▸ **Текст для чтения**:
И он исполнялся во всякое время и у каждого народа, который покорно в судьбе своей следовал немногим и вечным указаниям, начертанным в природе, для человека выговоренным Богом. Зато особенное, незаменимое, не уравновешиваемое никаким другим, счастье, какое вечно сообщала и вечно же готова была сообщать женщина другу своему и покровителю, она ожидает только, чтобы для каждой из них был сохранен этот покров. Не вмешиваясь ни умом, ни волею в неустанный шум истории, в листве шумящего леса незаметно скрытые, невидные цветки обеспечивают непрерываемость этого шума и бодрый рост каждого дерева, если только немногие, чего они требуют своею природою, будет сохранено за всяким из них. Часть внимания они ищут себе, лес не только должен взаимодействовать с лучами солнца, ткущими в нем хлорофилл с ветром, которым дышат его листья, с почвою, где питаются его корни, этими стихиями мира, но, обращаясь внутрь себя — и с этими незаметными цветками, носителями законов и сил иных, нежели какие содержатся в тех стихиях. И мир был бы полон, жизнь обещала бы быть цельна, если б это все, приготовленное для человека, нуждавшееся лишь в сохранении им, им было в действительности сохранено.

▸ **Задание a**:
Определите, согласуется ли с текстом для чтения каждое утверждение: (i) цветки в лесу вмешиваются умом и волею в шум истории; (ii) корни леса питаются в почве; (iii) листья леса дышат ветром. На каждое ответьте «да» или «нет» и приведите решающие слова текста точной цитатой.
Текст и записи взяты из разных источников.

▸ **Данные для упражнения**:

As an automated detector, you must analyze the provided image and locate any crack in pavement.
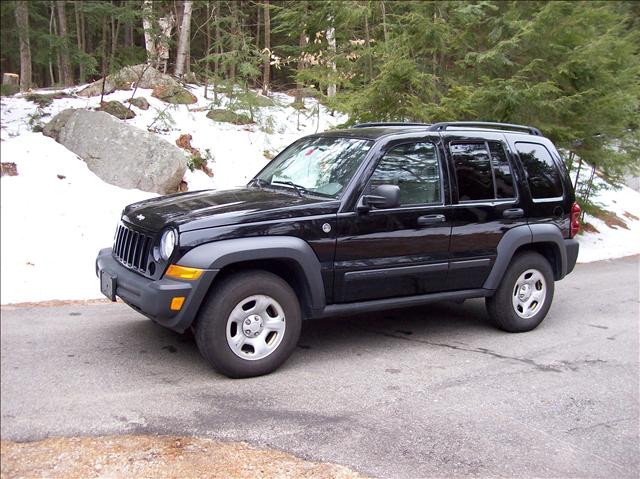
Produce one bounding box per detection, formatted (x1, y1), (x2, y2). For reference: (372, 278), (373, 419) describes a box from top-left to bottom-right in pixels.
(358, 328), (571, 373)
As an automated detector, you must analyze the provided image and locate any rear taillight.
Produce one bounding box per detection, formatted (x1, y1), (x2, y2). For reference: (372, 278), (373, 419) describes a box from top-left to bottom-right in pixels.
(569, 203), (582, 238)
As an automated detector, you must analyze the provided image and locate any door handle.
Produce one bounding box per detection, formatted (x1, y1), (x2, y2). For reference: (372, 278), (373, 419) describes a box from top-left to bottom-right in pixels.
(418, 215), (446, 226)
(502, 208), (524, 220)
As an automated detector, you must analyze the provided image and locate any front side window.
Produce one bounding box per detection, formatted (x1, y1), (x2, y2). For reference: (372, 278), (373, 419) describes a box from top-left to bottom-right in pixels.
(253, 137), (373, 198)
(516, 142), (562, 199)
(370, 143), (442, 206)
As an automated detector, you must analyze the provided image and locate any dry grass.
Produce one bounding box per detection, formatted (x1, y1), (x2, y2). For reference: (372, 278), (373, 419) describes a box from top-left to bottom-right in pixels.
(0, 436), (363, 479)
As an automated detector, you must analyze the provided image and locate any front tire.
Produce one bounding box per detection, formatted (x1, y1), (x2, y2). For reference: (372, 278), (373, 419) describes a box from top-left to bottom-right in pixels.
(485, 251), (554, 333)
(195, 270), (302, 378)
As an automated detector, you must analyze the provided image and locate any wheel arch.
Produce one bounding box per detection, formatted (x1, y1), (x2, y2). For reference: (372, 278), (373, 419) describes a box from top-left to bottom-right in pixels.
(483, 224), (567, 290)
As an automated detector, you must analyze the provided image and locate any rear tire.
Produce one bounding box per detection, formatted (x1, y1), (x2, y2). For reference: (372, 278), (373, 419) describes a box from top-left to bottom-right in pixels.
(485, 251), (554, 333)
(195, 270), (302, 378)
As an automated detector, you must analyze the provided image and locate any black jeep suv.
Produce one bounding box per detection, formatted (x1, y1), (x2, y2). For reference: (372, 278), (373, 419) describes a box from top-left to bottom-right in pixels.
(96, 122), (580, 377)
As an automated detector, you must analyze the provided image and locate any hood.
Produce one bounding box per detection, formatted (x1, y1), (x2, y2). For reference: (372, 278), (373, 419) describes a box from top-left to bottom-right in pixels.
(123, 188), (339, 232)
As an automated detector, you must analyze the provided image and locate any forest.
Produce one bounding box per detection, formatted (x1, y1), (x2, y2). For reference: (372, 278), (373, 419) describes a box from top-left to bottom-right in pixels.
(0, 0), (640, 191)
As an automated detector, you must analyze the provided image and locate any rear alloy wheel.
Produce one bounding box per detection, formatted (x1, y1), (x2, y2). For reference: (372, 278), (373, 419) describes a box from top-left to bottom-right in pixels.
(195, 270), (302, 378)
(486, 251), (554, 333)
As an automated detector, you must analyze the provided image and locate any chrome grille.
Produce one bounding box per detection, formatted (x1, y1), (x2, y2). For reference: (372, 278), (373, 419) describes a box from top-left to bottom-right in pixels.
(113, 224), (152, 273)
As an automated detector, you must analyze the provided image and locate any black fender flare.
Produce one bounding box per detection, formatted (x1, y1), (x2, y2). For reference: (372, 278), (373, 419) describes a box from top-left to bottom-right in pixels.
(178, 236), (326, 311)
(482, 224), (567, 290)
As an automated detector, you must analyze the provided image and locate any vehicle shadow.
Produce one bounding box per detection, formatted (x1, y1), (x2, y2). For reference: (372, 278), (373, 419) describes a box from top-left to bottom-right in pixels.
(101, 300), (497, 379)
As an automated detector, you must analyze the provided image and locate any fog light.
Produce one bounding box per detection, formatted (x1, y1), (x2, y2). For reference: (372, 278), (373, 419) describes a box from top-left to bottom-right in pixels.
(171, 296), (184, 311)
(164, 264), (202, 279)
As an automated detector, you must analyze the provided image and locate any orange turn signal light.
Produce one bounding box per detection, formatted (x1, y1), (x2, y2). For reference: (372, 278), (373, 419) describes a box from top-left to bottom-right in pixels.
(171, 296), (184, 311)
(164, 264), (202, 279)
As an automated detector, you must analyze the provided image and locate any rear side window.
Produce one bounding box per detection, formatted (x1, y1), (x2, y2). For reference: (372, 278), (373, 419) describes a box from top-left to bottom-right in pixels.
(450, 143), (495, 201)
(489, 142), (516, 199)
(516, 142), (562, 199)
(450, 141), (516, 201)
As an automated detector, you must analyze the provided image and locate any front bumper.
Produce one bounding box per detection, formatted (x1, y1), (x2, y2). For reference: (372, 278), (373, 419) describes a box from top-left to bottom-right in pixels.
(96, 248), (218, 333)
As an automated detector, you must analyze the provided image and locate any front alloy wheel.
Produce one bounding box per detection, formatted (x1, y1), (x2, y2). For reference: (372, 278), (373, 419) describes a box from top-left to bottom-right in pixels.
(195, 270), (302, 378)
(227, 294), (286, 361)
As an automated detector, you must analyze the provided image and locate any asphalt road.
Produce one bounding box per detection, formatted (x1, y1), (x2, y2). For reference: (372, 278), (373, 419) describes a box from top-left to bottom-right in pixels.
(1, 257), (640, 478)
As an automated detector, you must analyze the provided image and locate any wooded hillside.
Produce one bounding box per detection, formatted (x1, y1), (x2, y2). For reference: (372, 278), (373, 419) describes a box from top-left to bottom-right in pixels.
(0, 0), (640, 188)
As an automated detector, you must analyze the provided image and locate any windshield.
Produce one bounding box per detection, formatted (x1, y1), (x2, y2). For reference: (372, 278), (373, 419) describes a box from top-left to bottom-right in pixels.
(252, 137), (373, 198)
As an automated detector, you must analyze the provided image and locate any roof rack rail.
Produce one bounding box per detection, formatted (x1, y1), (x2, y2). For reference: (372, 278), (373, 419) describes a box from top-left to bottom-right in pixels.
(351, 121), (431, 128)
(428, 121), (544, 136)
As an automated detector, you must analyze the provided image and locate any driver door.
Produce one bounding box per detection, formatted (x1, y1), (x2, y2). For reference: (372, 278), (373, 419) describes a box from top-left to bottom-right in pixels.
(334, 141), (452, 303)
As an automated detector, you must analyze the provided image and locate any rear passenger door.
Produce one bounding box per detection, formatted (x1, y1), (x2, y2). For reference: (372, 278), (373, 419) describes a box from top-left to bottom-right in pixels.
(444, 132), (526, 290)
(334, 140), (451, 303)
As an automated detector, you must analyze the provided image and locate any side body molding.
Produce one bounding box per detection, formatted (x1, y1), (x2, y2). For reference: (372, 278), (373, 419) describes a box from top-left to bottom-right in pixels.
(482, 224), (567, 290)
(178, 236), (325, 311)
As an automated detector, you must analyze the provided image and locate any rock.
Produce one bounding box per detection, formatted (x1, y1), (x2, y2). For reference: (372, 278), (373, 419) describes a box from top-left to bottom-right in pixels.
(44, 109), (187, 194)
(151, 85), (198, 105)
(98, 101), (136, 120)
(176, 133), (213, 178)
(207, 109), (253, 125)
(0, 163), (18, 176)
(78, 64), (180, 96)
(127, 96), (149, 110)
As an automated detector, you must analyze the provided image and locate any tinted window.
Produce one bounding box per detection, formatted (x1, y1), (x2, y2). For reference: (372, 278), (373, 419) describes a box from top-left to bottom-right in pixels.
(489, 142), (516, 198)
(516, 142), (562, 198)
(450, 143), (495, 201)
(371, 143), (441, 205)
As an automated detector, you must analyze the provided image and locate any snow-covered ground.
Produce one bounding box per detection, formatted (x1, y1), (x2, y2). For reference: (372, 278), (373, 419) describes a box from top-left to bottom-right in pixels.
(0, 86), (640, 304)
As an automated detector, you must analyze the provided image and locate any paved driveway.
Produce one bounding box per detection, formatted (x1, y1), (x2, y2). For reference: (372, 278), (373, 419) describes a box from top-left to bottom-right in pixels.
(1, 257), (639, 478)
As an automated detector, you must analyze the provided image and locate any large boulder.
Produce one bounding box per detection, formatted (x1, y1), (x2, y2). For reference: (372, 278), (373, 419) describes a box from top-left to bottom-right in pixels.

▸ **Задание b**:
Выведите в виде таблицы Markdown с колонками «№» и «Строка» строки записей от их начала до строки с "(483, 224), (567, 290)" включительно, пропустив пустые строки и изображения.

▸ **Результат выполнения a**:
(i) Нет: «Не вмешиваясь ни умом, ни волею в неустанный шум истории».
(ii) Да: «с почвою, где питаются его корни».
(iii) Да: «с ветром, которым дышат его листья».

▸ **Результат выполнения b**:
| № | Строка |
|---|---|
| 1 | As an automated detector, you must analyze the provided image and locate any crack in pavement. |
| 2 | Produce one bounding box per detection, formatted (x1, y1), (x2, y2). For reference: (372, 278), (373, 419) describes a box from top-left to bottom-right in pixels. |
| 3 | (358, 328), (571, 373) |
| 4 | As an automated detector, you must analyze the provided image and locate any rear taillight. |
| 5 | Produce one bounding box per detection, formatted (x1, y1), (x2, y2). For reference: (372, 278), (373, 419) describes a box from top-left to bottom-right in pixels. |
| 6 | (569, 203), (582, 238) |
| 7 | As an automated detector, you must analyze the provided image and locate any door handle. |
| 8 | Produce one bounding box per detection, formatted (x1, y1), (x2, y2). For reference: (372, 278), (373, 419) describes a box from top-left to bottom-right in pixels. |
| 9 | (418, 215), (446, 226) |
| 10 | (502, 208), (524, 220) |
| 11 | As an automated detector, you must analyze the provided image and locate any front side window. |
| 12 | Produce one bounding box per detection, formatted (x1, y1), (x2, y2). For reference: (372, 278), (373, 419) describes a box from top-left to bottom-right in pixels. |
| 13 | (253, 137), (373, 198) |
| 14 | (516, 142), (562, 199) |
| 15 | (370, 143), (442, 206) |
| 16 | As an automated detector, you must analyze the provided image and locate any dry grass. |
| 17 | Produce one bounding box per detection, formatted (x1, y1), (x2, y2). For reference: (372, 278), (373, 419) describes a box from top-left to bottom-right in pixels. |
| 18 | (0, 436), (363, 479) |
| 19 | As an automated detector, you must analyze the provided image and locate any front tire. |
| 20 | Produce one bounding box per detection, formatted (x1, y1), (x2, y2). For reference: (372, 278), (373, 419) describes a box from top-left to bottom-right in pixels. |
| 21 | (485, 251), (554, 333) |
| 22 | (195, 270), (302, 378) |
| 23 | As an automated detector, you must analyze the provided image and locate any wheel arch. |
| 24 | Produce one bounding box per detection, formatted (x1, y1), (x2, y2). For reference: (372, 278), (373, 419) describes a box from top-left to bottom-right in pixels. |
| 25 | (483, 224), (567, 290) |